- [CHECK YOUR UNDERSTANDING]:
**A)** In the post about a marriage to a husband with ADHD, reproduce word for word the passage starting at "Ready to throw" and ending at "tired and exhausted.".
**B)** Pick up the post about a marriage to a husband with ADHD right after its last sentence and keep writing.

Ready to throw in the towel. . .

I feel like I'm at the end of my rope (again) with my adhd husband and marriage. He is in deep denial and won't treat his adhd, hasn't taken meds for 2.5 years and I can't be the 'parent' and request that he takes his meds, I get that. We've done six years of marriage counselling, to no avail, done Melissa's seminar in 2014, read the books (well, I have), done workbooks together and subscribe to the weekly marriage tips. I always had this hope that if we just tried better and learnt more about adhd and it's impact on us, we would be able to have a happy marriage. But, I can't remain hopeful anymore. I also can't make him see that it's his adhd. He feels just fine as he is. He won't acknowledge the parent-child dynamic we've spiralled into, and his typical behaviour is retreat, retreat, retreat. I'm just so. . .. . tired and exhausted. 

We are generally good throughout the summer months when he isn't working (he's a teacher), but as soon as September hits and the stress of teaching, commuting and coaching are added to the mix, his symptoms become unmanageable. These include the anger and frustration, the procrastination and distraction around marking and report cards and planning, the lack of interest in me and the put-downs and belittling attitude towards me.  Also - any intimate advances on my part are generally shot down. I've been conditioned to now only expect sex when he wants it, not when I'd like to initiate it. I feel like I'm craving touch and connection with someone. . . anyone!

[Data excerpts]
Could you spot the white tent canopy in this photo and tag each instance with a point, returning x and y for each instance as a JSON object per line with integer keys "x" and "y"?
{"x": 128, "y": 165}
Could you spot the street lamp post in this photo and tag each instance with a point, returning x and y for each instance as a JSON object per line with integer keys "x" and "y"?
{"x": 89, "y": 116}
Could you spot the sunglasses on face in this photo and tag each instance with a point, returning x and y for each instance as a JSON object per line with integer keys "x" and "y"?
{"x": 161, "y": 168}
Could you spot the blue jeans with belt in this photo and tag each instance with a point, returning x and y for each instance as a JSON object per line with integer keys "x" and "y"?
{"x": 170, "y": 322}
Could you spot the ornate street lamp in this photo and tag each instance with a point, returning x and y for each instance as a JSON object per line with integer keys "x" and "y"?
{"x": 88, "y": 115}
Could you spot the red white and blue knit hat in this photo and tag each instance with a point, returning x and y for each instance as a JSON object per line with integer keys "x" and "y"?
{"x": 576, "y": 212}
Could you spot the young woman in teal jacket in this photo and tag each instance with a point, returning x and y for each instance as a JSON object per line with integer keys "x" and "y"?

- [OUTPUTS BY TASK]:
**A)**
Ready to throw in the towel. . .

I feel like I'm at the end of my rope (again) with my adhd husband and marriage. He is in deep denial and won't treat his adhd, hasn't taken meds for 2.5 years and I can't be the 'parent' and request that he takes his meds, I get that. We've done six years of marriage counselling, to no avail, done Melissa's seminar in 2014, read the books (well, I have), done workbooks together and subscribe to the weekly marriage tips. I always had this hope that if we just tried better and learnt more about adhd and it's impact on us, we would be able to have a happy marriage. But, I can't remain hopeful anymore. I also can't make him see that it's his adhd. He feels just fine as he is. He won't acknowledge the parent-child dynamic we've spiralled into, and his typical behaviour is retreat, retreat, retreat. I'm just so. . .. . tired and exhausted.

**B)**
I've tried to stay 'lovingly detached', but I feel like now I'm just detached and barely love him anymore. Add two small kids, demanding jobs for both of us, and a house that's on the market but taking so long to sell and I'm breaking down. . . I'm also the one to keep the place clean for viewings, do the grocery shopping, cooking, pick up/drop off the kids at daycare, and keep our finances in order. He's too busy to do any of this. 

I try to keep my chin up and just get through this understandably stressful time, but it's always stressful for us. It has been for over five years. 

Without him taking any action on his adhd, are we doomed? I don't want to wake up in five years and be in the exact same place. I don't know how to get him to wake-up to this, without taking a trial separation. 

(btw: I've done work on myself. Regular couselling sessions, self-care, accupuncture, having an independent life).

(his denial stems in part from deep shame and a father who's undiagnosed and unmanaged adhd left him unable to hold a job, or leave the house, or care for his family in any way).